■ **What you should do**:
The listing below should be copied in full, word for word.

■ **Coordinate labeling data**:
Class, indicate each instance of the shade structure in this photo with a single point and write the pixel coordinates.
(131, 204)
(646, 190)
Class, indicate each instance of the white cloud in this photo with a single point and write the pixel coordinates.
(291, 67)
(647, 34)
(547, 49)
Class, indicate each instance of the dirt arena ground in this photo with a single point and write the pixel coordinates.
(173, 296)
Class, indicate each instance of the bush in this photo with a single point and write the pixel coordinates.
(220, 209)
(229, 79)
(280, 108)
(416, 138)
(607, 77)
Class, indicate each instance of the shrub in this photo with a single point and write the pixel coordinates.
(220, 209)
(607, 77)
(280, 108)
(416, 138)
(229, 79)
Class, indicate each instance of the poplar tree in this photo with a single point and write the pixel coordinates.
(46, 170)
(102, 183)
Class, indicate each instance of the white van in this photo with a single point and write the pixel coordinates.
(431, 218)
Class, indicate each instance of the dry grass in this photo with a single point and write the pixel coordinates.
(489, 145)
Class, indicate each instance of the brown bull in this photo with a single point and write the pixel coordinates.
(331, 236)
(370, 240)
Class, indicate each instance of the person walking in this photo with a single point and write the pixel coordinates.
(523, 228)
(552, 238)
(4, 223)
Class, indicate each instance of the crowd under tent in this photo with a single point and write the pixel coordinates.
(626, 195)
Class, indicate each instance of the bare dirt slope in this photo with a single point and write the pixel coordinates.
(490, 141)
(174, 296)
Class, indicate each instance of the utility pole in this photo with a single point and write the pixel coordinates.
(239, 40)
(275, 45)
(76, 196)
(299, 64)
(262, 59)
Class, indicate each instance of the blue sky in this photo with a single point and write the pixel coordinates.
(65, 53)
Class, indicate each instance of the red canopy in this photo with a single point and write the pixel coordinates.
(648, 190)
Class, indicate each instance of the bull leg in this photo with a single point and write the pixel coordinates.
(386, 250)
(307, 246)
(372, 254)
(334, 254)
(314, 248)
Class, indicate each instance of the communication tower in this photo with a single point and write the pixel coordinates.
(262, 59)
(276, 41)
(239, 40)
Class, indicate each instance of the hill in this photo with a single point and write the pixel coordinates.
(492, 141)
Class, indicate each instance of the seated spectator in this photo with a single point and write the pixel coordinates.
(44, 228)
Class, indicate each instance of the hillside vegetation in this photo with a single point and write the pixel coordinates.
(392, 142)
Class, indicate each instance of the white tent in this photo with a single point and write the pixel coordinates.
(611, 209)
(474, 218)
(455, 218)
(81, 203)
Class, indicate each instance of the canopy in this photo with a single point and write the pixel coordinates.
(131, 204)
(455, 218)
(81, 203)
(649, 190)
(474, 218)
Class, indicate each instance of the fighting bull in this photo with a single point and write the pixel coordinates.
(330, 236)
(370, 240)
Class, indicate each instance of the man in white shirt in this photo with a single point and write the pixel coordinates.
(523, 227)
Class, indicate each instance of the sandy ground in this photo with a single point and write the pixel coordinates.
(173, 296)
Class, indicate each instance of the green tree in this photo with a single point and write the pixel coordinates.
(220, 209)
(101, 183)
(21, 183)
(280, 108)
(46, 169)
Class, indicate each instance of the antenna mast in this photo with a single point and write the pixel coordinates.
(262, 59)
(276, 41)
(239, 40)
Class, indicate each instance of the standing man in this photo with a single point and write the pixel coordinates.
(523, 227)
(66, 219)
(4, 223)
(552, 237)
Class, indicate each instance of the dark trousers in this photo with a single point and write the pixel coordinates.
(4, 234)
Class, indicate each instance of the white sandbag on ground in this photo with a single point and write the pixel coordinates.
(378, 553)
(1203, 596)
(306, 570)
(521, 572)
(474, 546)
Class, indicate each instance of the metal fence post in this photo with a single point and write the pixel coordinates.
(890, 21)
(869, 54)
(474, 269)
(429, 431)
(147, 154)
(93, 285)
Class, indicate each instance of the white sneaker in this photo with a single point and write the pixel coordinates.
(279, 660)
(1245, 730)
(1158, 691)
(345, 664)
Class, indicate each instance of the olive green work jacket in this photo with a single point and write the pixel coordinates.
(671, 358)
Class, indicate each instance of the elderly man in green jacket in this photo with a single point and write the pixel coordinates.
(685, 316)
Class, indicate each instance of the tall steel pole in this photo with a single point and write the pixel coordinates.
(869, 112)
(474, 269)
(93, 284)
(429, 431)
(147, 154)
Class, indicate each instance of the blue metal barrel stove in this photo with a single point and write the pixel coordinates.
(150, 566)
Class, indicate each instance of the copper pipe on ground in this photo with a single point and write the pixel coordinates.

■ **Full answer**:
Class, indicate each instance of the shade structure in this photo with a single point and write the pixel coordinates.
(131, 204)
(646, 190)
Class, indicate each instance of the white cloud in this photo with a single point and write the pixel coordinates.
(291, 67)
(647, 34)
(547, 49)
Class, indicate each instance of the dirt arena ground in this photo with a single point and write the pixel coordinates.
(173, 296)
Class, indicate each instance of the bush in this photo with a single point and write the pixel coordinates.
(220, 209)
(229, 79)
(280, 108)
(416, 138)
(607, 77)
Class, indicate each instance of the shrub in this photo with a single point and write the pixel coordinates.
(220, 209)
(607, 77)
(280, 108)
(416, 138)
(229, 79)
Class, indicate each instance of the poplar tree in this photo with a single point and write the pixel coordinates.
(46, 170)
(102, 183)
Class, indicate each instance of the white van in this photo with a single point and write the pixel coordinates.
(431, 218)
Class, indicate each instance of the dry grass in this photo with a single point and write the pixel coordinates.
(489, 145)
Class, indicate each instance of the brown bull in this photo with a single point and write the pixel coordinates.
(331, 236)
(370, 240)
Class, indicate each instance of the person walking in this photo with a single point and write the pixel coordinates.
(523, 228)
(552, 238)
(4, 223)
Class, indicate each instance of the crowd under tent in this photo with a single point and write the pixel coordinates.
(626, 195)
Class, indicate each instance of the bare dirt slope in this photo with a single point and write the pixel coordinates.
(490, 141)
(174, 296)
Class, indicate each instance of the utility pole in this photo with a single point and write the pixel coordinates.
(239, 40)
(275, 45)
(76, 196)
(299, 64)
(262, 59)
Class, indicate each instance of the blue sky in this photo with a single point and write the pixel coordinates.
(65, 53)
Class, indicate each instance of the red canopy in this photo with a single point and write the pixel coordinates.
(648, 190)
Class, indicate each instance of the bull leg in this photo with a single point and write the pixel coordinates.
(386, 250)
(307, 246)
(372, 254)
(334, 254)
(314, 248)
Class, indicate each instance of the communication tower in this photo with a single point and write the pixel coordinates.
(262, 59)
(276, 41)
(239, 40)
Class, indicate each instance of the hill in this photo with a single point and write the pixel coordinates.
(492, 141)
Class, indicate each instance of the seated spectator in this photo with a single point and write the pixel coordinates.
(44, 228)
Class, indicate each instance of the hillside vegetation in this photo with a single point and write the pixel coordinates.
(392, 142)
Class, indicate each instance of the white tent in this photo with a single point and write the pixel coordinates.
(611, 209)
(474, 218)
(455, 218)
(81, 203)
Class, indicate each instance of the canopy in this photo with a single point and write the pixel coordinates.
(131, 204)
(455, 218)
(81, 203)
(649, 190)
(474, 218)
Class, indicate each instance of the fighting bull in this photo with a single point and write the pixel coordinates.
(330, 236)
(370, 240)
Class, indicate each instance of the man in white shirt in this photo with a single point and write the pixel coordinates.
(523, 227)
Class, indicate each instance of the sandy ground in this photo with a single point and write the pixel coordinates.
(173, 296)
Class, indicate each instance of the green tree in this photo with a single point and write the pixel coordinates.
(220, 209)
(101, 183)
(21, 183)
(280, 108)
(46, 169)
Class, indicate each instance of the antenna mast in this photo with a single point and write the pixel coordinates.
(262, 59)
(276, 41)
(239, 40)
Class, indicate each instance of the standing man in this photo with a single point and write the pixel coordinates.
(523, 227)
(66, 219)
(4, 223)
(552, 237)
Class, indicate each instance of the dark trousers in this photo with a single point and write the pixel coordinates.
(4, 234)
Class, indicate each instance of the white sandbag on ground in this photo with a single point and write the pixel coordinates.
(378, 553)
(1203, 596)
(306, 570)
(521, 572)
(474, 546)
Class, indicate each instance of the metal fence post in this photo with a single point and write the pixel coordinates.
(890, 21)
(869, 54)
(474, 269)
(429, 431)
(147, 154)
(93, 285)
Class, indicate each instance of the white sneaker in this photo with a single point and write the pixel coordinates.
(279, 660)
(1245, 730)
(1158, 691)
(345, 664)
Class, indicate each instance of the olive green work jacket in this photo with a single point and write the pixel coordinates.
(671, 358)
Class, indicate each instance of the elderly man in green jacket in this photo with a single point and write the pixel coordinates.
(685, 316)
Class, indicate each instance of the tall steel pole in this photo with a single point and write the pixel coordinates.
(869, 112)
(474, 269)
(93, 284)
(429, 431)
(147, 154)
Class, indicate each instance of the blue metal barrel stove in this photo with a single point and write the pixel coordinates.
(150, 566)
Class, indicate each instance of the copper pipe on ground in this photo with a single point and write the pixel coordinates.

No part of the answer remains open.